INSTRUCTIONS FOR THE TASK
Begin with the line that contains "If you could point to the man" and transcribe each line after it, up to and including the last line of the listing below.

(A run of records)
╭──

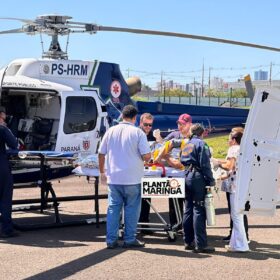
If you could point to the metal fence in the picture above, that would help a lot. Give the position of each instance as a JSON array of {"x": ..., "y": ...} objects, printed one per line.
[{"x": 205, "y": 101}]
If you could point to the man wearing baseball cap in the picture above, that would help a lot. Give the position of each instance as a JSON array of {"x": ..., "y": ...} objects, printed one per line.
[
  {"x": 6, "y": 182},
  {"x": 184, "y": 123}
]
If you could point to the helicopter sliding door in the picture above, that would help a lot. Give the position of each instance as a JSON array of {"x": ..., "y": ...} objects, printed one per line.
[
  {"x": 258, "y": 173},
  {"x": 80, "y": 122}
]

╰──

WRITTEN SOLUTION
If you could point to the man wearing baseball cap in the picture above, that would help a lot. Give the position of each instance as a JSON array of {"x": ..., "y": ...} objects, printed one per line.
[
  {"x": 6, "y": 182},
  {"x": 184, "y": 123}
]
If you could point to the helicopter sliding door in the picture above, that would help a lot. Give the position of each instance as a JSON array of {"x": ..., "y": ...} objects, printed one per line.
[
  {"x": 258, "y": 173},
  {"x": 80, "y": 122}
]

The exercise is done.